EXERCISE INPUT:
........

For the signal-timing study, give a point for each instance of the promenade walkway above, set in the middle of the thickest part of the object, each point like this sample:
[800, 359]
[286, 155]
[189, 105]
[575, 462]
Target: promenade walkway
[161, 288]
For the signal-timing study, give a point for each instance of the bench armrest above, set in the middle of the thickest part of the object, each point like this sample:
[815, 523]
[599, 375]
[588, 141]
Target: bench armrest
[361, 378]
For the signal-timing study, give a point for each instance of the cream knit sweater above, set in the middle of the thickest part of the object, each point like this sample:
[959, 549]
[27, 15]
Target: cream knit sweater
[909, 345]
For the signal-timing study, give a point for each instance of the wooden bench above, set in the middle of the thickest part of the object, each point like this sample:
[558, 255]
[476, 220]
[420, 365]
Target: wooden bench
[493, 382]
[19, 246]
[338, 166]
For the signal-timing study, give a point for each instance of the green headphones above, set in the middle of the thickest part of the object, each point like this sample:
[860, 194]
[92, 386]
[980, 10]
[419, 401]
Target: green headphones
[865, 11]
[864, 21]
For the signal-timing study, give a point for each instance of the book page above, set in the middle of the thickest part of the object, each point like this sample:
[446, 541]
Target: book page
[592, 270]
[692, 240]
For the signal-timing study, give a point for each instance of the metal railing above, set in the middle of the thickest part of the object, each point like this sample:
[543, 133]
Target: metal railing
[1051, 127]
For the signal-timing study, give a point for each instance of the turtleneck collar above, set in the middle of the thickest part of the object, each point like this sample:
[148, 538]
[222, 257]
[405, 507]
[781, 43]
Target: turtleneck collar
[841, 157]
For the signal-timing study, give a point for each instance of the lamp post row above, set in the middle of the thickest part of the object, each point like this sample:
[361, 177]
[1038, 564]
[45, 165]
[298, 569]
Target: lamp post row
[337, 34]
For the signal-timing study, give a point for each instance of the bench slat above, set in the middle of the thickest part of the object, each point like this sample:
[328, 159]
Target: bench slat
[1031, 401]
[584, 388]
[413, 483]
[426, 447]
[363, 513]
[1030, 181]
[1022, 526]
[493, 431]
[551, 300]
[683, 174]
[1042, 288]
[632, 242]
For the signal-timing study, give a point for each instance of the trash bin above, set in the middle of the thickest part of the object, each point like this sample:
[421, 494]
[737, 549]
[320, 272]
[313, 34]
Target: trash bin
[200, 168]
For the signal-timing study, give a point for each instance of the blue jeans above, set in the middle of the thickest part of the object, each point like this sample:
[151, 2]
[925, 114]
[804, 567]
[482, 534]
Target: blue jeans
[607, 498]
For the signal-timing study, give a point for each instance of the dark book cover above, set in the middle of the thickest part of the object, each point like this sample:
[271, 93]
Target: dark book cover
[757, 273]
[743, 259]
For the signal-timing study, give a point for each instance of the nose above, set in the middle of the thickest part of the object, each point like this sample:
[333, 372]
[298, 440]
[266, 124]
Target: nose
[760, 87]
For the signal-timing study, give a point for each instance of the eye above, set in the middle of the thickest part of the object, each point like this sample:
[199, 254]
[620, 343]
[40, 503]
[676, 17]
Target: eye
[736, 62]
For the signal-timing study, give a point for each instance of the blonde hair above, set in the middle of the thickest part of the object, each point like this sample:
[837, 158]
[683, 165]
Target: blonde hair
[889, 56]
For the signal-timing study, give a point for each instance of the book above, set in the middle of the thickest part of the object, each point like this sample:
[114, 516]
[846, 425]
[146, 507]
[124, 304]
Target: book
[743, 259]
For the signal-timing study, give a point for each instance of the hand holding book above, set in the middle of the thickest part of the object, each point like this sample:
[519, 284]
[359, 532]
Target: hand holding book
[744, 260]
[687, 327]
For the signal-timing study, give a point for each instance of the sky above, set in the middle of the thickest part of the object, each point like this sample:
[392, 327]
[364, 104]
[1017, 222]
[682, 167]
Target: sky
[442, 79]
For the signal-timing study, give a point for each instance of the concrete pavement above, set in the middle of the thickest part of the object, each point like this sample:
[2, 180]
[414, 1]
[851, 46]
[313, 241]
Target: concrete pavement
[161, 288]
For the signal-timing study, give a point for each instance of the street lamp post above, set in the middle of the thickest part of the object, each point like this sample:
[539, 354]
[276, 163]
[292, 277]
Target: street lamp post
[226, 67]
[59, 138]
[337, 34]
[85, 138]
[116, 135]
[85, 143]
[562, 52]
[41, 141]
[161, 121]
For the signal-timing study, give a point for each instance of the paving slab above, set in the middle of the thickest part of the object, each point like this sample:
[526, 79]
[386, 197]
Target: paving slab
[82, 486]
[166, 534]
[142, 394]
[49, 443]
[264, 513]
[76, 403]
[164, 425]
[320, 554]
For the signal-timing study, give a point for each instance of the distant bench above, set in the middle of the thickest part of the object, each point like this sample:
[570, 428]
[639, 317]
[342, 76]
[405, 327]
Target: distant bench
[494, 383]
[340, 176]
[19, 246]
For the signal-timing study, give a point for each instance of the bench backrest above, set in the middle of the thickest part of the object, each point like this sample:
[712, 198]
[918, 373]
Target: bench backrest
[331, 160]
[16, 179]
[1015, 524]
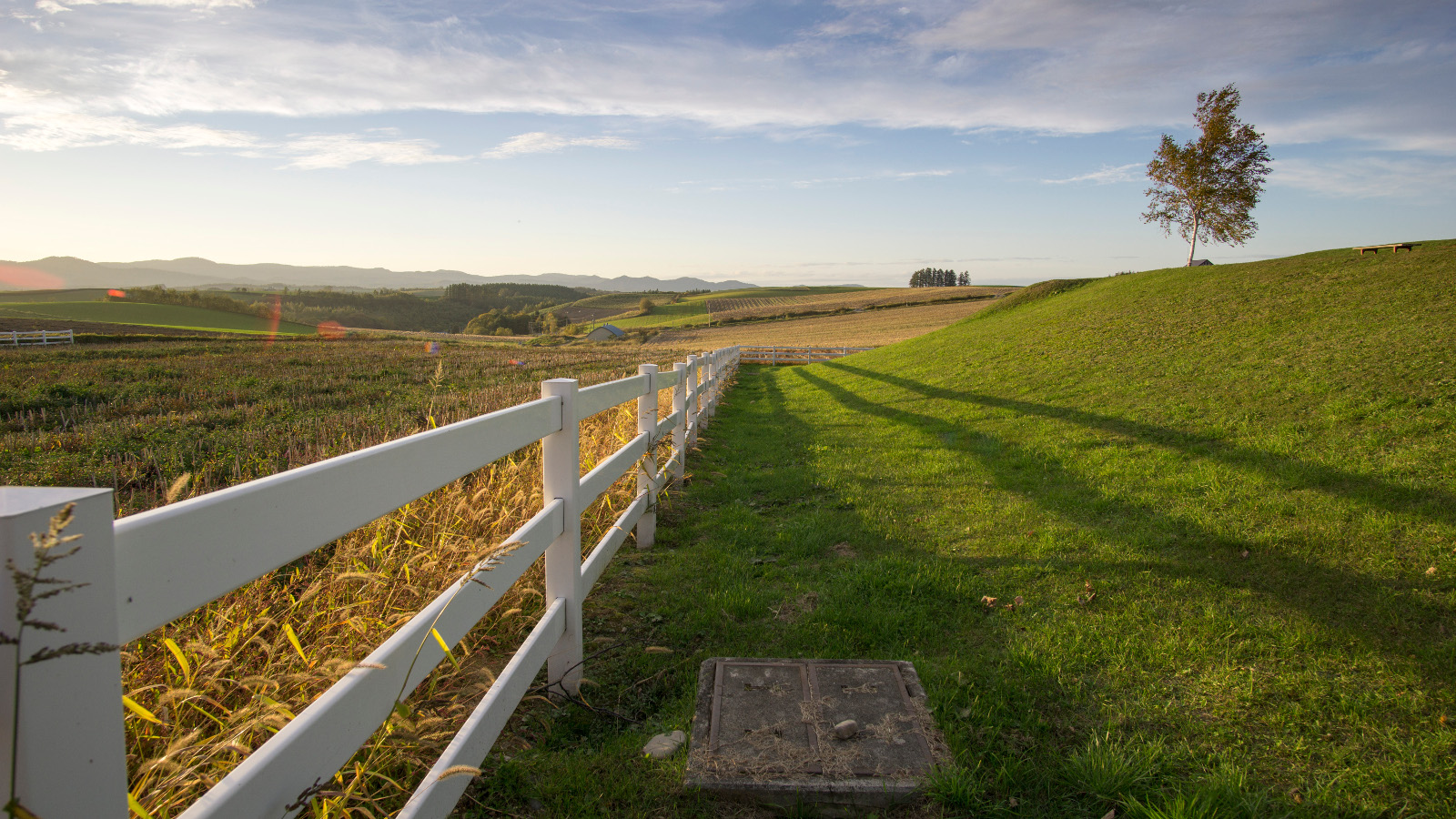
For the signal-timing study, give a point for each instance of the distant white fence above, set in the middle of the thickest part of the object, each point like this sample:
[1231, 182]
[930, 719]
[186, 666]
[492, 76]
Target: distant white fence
[795, 354]
[35, 337]
[150, 569]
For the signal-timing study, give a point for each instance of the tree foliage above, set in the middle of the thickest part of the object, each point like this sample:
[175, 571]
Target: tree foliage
[936, 278]
[1206, 188]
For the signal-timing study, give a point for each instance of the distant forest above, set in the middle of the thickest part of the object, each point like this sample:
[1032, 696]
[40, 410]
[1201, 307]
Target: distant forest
[936, 278]
[510, 307]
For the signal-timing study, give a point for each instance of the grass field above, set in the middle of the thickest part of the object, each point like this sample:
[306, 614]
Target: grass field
[1215, 511]
[871, 329]
[150, 315]
[775, 302]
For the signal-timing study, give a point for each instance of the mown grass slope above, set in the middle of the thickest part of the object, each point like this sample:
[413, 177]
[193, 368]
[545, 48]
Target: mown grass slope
[1216, 511]
[152, 315]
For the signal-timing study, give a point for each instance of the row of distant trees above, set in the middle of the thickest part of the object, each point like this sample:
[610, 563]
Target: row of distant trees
[936, 278]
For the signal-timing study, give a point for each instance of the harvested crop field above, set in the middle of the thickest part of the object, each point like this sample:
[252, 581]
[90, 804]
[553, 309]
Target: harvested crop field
[169, 420]
[871, 329]
[752, 308]
[102, 329]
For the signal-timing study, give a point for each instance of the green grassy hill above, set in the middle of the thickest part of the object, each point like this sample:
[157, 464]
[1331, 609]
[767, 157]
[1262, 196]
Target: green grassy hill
[1215, 509]
[150, 315]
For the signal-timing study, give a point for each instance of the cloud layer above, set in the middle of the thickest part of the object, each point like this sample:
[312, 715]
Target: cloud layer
[143, 72]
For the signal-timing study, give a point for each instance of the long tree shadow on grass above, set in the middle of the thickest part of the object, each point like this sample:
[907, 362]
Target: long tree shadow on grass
[1373, 611]
[1023, 723]
[1290, 472]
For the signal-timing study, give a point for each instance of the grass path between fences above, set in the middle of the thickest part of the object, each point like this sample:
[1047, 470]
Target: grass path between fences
[1215, 511]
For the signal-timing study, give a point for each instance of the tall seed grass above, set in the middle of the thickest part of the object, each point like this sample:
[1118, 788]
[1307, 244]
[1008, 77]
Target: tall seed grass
[211, 687]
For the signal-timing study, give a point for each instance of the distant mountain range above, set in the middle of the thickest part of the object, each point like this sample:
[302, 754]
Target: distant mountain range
[69, 271]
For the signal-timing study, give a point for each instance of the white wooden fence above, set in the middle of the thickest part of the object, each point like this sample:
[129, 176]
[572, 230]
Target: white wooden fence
[150, 569]
[795, 354]
[28, 337]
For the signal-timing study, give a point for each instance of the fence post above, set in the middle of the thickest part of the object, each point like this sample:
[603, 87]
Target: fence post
[561, 477]
[692, 404]
[711, 383]
[70, 738]
[647, 470]
[681, 430]
[703, 410]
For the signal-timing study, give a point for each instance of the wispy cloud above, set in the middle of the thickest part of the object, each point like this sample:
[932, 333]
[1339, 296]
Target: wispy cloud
[885, 177]
[63, 130]
[341, 150]
[542, 142]
[1106, 175]
[53, 6]
[1368, 177]
[1310, 70]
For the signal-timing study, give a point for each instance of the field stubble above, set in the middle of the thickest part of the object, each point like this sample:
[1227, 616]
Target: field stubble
[752, 308]
[871, 329]
[172, 420]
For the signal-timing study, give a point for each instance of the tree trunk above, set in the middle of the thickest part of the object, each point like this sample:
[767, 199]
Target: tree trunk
[1193, 241]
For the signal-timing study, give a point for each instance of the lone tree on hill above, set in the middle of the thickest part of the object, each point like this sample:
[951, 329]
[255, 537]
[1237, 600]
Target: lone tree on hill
[1208, 187]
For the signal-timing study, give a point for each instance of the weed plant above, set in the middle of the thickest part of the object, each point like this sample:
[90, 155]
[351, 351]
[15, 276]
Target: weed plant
[206, 690]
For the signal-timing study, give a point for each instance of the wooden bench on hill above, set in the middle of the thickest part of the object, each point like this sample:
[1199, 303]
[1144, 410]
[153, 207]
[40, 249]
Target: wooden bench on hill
[1395, 248]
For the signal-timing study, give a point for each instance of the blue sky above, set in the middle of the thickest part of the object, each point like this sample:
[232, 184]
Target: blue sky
[776, 143]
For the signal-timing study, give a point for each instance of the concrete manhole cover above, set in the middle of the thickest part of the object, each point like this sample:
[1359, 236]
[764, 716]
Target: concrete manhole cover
[766, 731]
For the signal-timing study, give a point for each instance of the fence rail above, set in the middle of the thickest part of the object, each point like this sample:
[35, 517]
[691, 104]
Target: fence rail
[150, 569]
[36, 337]
[795, 354]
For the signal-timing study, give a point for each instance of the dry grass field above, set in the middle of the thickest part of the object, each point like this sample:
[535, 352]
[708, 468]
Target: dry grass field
[167, 420]
[752, 308]
[871, 329]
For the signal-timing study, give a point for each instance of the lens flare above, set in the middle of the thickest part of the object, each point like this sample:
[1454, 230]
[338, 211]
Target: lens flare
[29, 278]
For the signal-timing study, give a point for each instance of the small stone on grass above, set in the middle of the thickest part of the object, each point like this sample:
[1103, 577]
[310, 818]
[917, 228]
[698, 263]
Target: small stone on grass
[664, 745]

........

EXERCISE DETAILS:
The line containing "Target: tree trunk" and each line after it through the end of the listing above must be printed exactly, with nothing added.

TASK OUTPUT:
Target: tree trunk
[1193, 241]
For the signal-timing study, give a point for each instance of the lone tree on hill above, set in the middle of the thickest part of the object, each point like this sample:
[951, 329]
[255, 537]
[1237, 600]
Target: lone tree on hill
[1208, 187]
For the signal-timing study, give a point for each instance of the weed plant above, set in the middle of the thickest part of the object, each point like this sample:
[90, 155]
[351, 351]
[15, 276]
Target: weed plant
[206, 690]
For the signal-timing study, give a point for each instance of the wooden bench on hill above, set in the middle of the thickest part of the object, each point like this sample:
[1199, 303]
[1144, 410]
[153, 207]
[40, 249]
Target: wooden bench on hill
[1395, 248]
For the signal-timing study, give a point for each instance of the blue sky above, set in the middle of the thickest part of the object, each point like this sample:
[232, 184]
Target: blue sky
[776, 143]
For the signal-timing study, give a point for each instance of the concrete manhole cover above, set in the middle of the thickest part of the object, each point like this sample:
[1359, 236]
[764, 716]
Target: concrete manhole cover
[766, 731]
For the signal-timing study, give a point for each instance of the fence rail above, set in the middle of the thickest part of the object, each point like this sample:
[35, 517]
[691, 104]
Target: fence rail
[150, 569]
[36, 337]
[795, 354]
For the signal-timing study, give a point for each instance of the dry grass field above, set in the middle of the thickest part of the object, each point like this sample:
[535, 352]
[708, 468]
Target: dry grass field
[167, 420]
[752, 308]
[871, 329]
For the signal-timing study, give a point for each instance of the lens flare above, set in the middle of the thickest part of the object, each point like this sample:
[1454, 230]
[338, 211]
Target: lens flare
[29, 278]
For the signal-timing study, give a point for each instance of the small stone on grass above, set in the middle of the thickest part of the object, each point like this sample:
[1103, 577]
[310, 818]
[917, 228]
[698, 263]
Target: small stone on grass
[664, 745]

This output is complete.